Text extract

▬▬▬▬▬▬▬▬▬▬

EDIT: Forgot to say thanks!
how rude.
So, the $domaininfo string contains your domain?
What you probably need is the m parameter at the end of your regular expression. This treats your string as a multilined string (which is what it is). Then, you can match on the \n character. This works for me:
my $domaininfo =<<DATA;
Name servers:
ns.mistral.co.uk 195.184.229.229
DATA
$domaininfo =~ m/Name servers:\n(\S+)\s+(\S+)/m;
print "Server name = $1\n";
print "IP Address = $2\n";
Now, I can match the \n at the end of the Name servers: line and capture the name and IP address which is on the next line.
This might have to be munged a bit to get it to work in your situation.
This is half a question and perhaps half an answer (the question's in here as I am not yet allowed to write comments...). Okay, here we go:
Name servers:
ns.mistral.co.uk 195.184.229.229
Is this what an entry in the file you're parsing looks like? What will follow immediately afterwards - more domain names and IP addresses? And will there be blank lines in between?

▬▬▬▬▬▬▬▬▬▬

Job A
Summarize the forum excerpt in two sentences.
The forum excerpt and the entries after it come from unrelated sources.

Dataset entries
▬▬▬▬▬▬▬▬▬▬

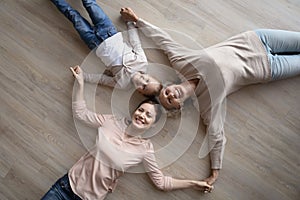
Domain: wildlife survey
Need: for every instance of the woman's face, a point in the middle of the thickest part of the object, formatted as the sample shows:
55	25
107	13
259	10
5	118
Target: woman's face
144	116
145	84
173	96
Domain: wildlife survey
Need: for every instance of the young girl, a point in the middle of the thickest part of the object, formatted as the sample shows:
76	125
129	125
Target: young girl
125	60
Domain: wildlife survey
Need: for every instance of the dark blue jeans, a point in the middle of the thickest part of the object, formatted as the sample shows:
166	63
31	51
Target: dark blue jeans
61	190
92	35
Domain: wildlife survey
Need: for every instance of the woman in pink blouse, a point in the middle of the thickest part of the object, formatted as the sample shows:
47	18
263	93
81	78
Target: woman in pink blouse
119	146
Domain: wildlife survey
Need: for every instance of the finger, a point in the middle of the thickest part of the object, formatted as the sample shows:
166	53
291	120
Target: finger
72	70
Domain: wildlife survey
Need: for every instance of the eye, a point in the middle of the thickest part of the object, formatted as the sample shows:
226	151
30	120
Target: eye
149	115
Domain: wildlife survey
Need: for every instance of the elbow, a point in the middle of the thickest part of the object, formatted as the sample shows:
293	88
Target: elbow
163	184
161	187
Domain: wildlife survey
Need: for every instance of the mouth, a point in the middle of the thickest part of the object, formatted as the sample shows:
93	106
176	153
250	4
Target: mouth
139	120
177	93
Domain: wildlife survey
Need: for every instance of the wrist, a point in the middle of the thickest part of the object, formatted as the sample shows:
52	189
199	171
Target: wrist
215	173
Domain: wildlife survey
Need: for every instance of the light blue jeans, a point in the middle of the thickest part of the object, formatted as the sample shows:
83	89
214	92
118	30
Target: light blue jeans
283	50
92	35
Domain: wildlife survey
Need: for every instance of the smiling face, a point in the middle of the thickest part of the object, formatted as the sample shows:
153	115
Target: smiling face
144	116
146	84
173	96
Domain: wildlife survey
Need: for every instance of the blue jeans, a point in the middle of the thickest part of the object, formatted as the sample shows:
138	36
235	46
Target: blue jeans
92	35
283	50
61	190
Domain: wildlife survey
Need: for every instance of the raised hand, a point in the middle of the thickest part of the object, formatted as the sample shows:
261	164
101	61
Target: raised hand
78	74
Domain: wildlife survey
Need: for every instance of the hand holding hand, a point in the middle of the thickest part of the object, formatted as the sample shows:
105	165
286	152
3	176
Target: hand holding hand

▬▬▬▬▬▬▬▬▬▬

Job B
Please collect every line of the entries that contains the string "mouth", paying attention to case.

Task result A
One reply recommends putting the m parameter at the end of the regular expression so the string is treated as multiline, which lets the pattern match the \n after the "Name servers:" line and capture the name and IP address on the next line. Another reply asks whether that sample is what an entry in the parsed file looks like, what follows right after it, and whether blank lines come in between.

Task result B
Need: for every instance of the mouth, a point in the middle of the thickest part of the object, formatted as the sample shows:
Target: mouth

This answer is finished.